[Dataset entries]
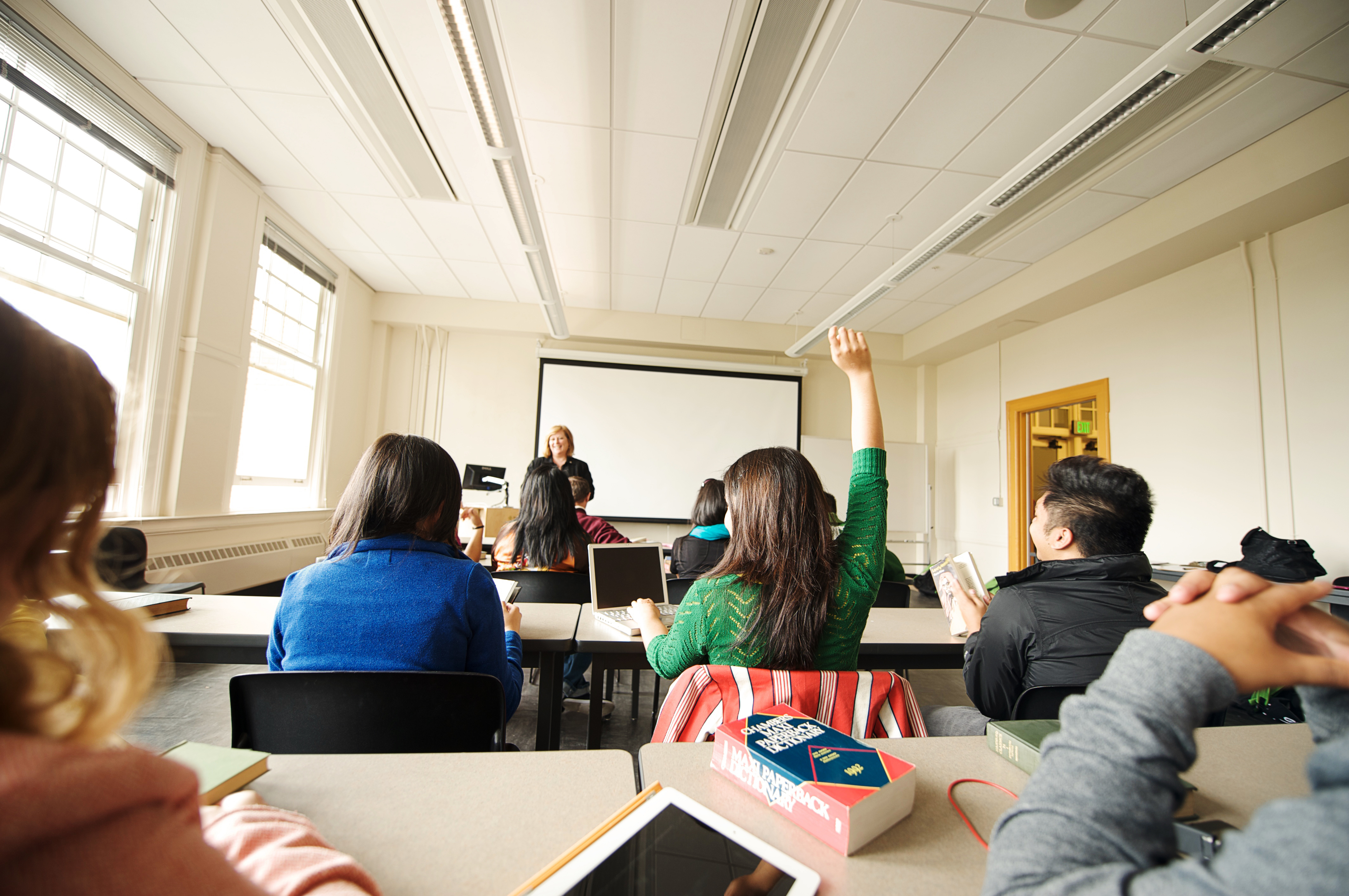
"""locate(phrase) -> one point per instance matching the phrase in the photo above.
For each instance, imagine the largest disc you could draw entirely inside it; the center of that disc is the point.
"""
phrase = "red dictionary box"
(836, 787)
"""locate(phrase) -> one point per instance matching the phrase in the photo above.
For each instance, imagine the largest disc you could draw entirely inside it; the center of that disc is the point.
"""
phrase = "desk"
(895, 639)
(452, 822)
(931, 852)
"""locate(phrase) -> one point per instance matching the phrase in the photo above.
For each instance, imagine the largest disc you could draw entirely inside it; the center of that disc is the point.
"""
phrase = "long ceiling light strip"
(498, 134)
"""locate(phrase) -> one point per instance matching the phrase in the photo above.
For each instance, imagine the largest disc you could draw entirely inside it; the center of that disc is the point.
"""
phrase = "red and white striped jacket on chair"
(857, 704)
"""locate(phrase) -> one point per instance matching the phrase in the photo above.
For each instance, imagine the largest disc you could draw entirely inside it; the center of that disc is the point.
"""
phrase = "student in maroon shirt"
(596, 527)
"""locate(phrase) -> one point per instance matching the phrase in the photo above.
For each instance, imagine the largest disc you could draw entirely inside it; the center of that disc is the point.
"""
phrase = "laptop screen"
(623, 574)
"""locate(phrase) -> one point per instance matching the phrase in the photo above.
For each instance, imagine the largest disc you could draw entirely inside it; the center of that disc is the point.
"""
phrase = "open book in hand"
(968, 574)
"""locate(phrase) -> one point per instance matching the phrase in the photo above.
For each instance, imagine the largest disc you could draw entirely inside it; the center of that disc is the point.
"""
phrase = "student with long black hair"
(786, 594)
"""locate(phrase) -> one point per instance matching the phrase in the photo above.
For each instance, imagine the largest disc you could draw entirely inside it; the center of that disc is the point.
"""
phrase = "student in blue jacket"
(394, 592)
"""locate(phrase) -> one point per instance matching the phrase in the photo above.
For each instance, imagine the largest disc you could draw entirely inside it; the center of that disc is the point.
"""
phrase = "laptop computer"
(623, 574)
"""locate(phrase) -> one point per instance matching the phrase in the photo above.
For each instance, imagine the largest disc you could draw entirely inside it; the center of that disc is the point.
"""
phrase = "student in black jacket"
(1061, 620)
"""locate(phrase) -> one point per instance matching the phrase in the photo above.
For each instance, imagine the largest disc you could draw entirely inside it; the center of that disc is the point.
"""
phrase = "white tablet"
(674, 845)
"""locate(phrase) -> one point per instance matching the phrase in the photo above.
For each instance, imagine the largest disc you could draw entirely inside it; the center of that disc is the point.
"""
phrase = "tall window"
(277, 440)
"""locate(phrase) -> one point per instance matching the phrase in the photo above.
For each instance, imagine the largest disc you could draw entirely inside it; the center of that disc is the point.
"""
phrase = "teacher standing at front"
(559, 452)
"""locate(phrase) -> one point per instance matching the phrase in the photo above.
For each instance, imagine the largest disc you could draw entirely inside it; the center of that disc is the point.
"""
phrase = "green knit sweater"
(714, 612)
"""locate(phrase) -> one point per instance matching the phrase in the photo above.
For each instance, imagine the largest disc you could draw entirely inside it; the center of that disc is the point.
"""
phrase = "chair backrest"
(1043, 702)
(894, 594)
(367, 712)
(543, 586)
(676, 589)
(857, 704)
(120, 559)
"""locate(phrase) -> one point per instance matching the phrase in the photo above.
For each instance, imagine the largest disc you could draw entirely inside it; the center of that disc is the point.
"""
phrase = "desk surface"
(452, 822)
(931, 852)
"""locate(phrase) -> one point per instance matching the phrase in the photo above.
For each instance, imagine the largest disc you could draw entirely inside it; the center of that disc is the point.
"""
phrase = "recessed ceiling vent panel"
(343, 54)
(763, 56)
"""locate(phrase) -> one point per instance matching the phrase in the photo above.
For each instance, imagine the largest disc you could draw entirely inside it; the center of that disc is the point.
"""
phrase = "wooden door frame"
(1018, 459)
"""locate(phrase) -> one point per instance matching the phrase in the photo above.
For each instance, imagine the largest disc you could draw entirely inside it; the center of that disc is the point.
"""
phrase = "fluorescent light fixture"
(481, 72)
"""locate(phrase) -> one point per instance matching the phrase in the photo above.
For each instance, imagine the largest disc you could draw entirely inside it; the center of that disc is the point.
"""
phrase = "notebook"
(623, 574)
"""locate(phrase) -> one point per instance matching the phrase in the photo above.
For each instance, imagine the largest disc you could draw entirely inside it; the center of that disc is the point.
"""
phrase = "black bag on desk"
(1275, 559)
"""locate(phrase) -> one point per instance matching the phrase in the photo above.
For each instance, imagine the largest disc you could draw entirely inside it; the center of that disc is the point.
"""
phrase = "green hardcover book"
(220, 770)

PROBLEM REQUIREMENTS → Would you repeat the entries exactly, but with no pictures?

ANSWER TO THIS EXERCISE →
"""locate(phrase) -> one point per instance matching the phrase in the photo above.
For each instance, imagine the largest disc you could draw entirely inside it; the center of that disc is the point.
"""
phrase = "red dictionary box"
(836, 787)
"""locate(phrase) -> one point per instance matching the phrase in the photo above.
For each instance, imagine the largest disc you could draw entirely inside it; the center of that disc is the point.
"""
phrase = "desk"
(895, 639)
(452, 822)
(931, 852)
"""locate(phrase) -> one point per instance matching the phrase in the photo above.
For each instance, imagine the largest disc you could draw entirely inside it; the center of that disc is the point.
"""
phrase = "long ceiling light strip"
(498, 134)
"""locate(phrase) -> one point per instance matching the phrase in the photo above.
For each instance, imagine the largest disc you could draw entirely inside it; the center of that disc is the point.
"""
phrase = "red and white striped jacket on chair"
(857, 704)
"""locate(phrase) -> one point per instance matching the phrase in the photo above.
For each instance, imagine the largest disc you could draw entirely inside it; the center of that disc is the point.
"""
phrase = "student in maroon shirt"
(596, 527)
"""locate(phrase) -> one point per instance matching the phrase in the photo above.
For each instance, imagine the largest disc you could draw entirely inside it; the center of that disc is the point.
"""
phrase = "laptop screen"
(623, 574)
"""locate(phrase) -> one point per instance matching the phrase in the photo above.
For each instance, imagine the largest disc you could draw entirely inside it; the center of that disc is the point.
"""
phrase = "open book in hand"
(968, 574)
"""locate(phrase) -> one point per instance matching the phrase in the photo above.
For each instance, imagine the largest disc you could draw entirely inside it; the center of that disc is the point.
"""
phrase = "student with long black hair"
(786, 594)
"""locate(phrase) -> one point per instance matching the phrase in the photo above.
For each instance, imagine the largest disc you could draw entirely inside it; the center of that disc is the point.
"""
phrase = "student in blue jacket"
(394, 592)
"""locate(phrase) -> one point per instance matching the phrase in the photo above.
For each instance, imagine the largest disc you could draw entirely inside it; the center of that disc is the point.
"""
phrase = "laptop computer"
(623, 574)
"""locate(phrase) -> one point per instance matching the phrase in the photo above.
For each instance, imagine the largest disc you could draw entirely inside it; the center of that disc is the point.
"""
phrase = "student in black jacket"
(1061, 620)
"""locate(phrase) -> one point per instance matching the phrase in the photo above.
For each instance, imagine the largest disc you could draw entirely inside it; the center of that disc is the point.
"""
phrase = "white tablet"
(674, 845)
"""locate(phrase) -> one point per instance matching the phrase in the photo above.
For each instance, imagine the largest disc you could draw entirely inside it; the center of that disc is the point.
"""
phrase = "tall window"
(277, 440)
"""locate(phrase) -> one point per instance matching the phrase in the photo above.
For each instance, imagine the largest disc you could draw entirely inside it; the center of that disc is the point.
"""
phrase = "teacher standing at front"
(559, 452)
"""locate(phrase) -> one point per instance matching the phrase in the photo above.
For each instance, imagine the largest disc you could draw entirely inside it; the center of that disc is the point.
"""
phrase = "green knit sweater"
(714, 612)
"""locate(phrase) -> one point per instance matching the phrase in the photo above.
For each instance, imagine the largest disc you could draw entirely inside it; the center of that disc is the point.
"""
phrase = "chair backrest"
(1043, 702)
(894, 594)
(367, 712)
(543, 586)
(676, 589)
(857, 704)
(120, 559)
"""locate(phrase) -> one point per instance matching the phrase in the photo above.
For each instance, imagine the largest disc you could draw entirely inside it; the center of that disc is the point.
"""
phrase = "desk surface"
(452, 822)
(931, 852)
"""locate(phrase) -> one point per instance matching the phrase in the photo above.
For each instance, imagine the largest disc you could draw entirely inside it; the center of that disc is the point.
"""
phrase = "recessed ceiling vent panel"
(343, 54)
(763, 56)
"""locate(phrase) -> one point per instance matching the phrase in the photo above.
For each instance, imagine the largest disc you could draw entirely inside it; the center of that disc is the point.
"""
phrase = "wooden door frame"
(1018, 459)
"""locate(phrase) -> one point per instance matching the phrase in the photo above.
For each instance, imagine the largest disc you could draw entirely inside it; the center of that disc is the point.
"""
phrase = "fluorescent light fixture"
(481, 72)
"""locate(phrase) -> one point per instance matching the phrase in the photo above.
For each instance, imagine the largest disc you could draw entirely inside it; the center of that disc is the point.
"""
phrase = "notebook"
(623, 574)
"""locate(phrase) -> one point per instance matching the phrase in the photo above.
For each instance, imagine the largest disc you could draw entirely inside it; the center of that disc is the point.
"""
phrase = "black bag on desk"
(1275, 559)
"""locate(phrase) -> one point per instance matching the phrase in the photo above.
For each instance, imagine the largest disc you could draw entirely inside it; the center of that disc is the point.
"""
phrase = "green hardcover book"
(220, 770)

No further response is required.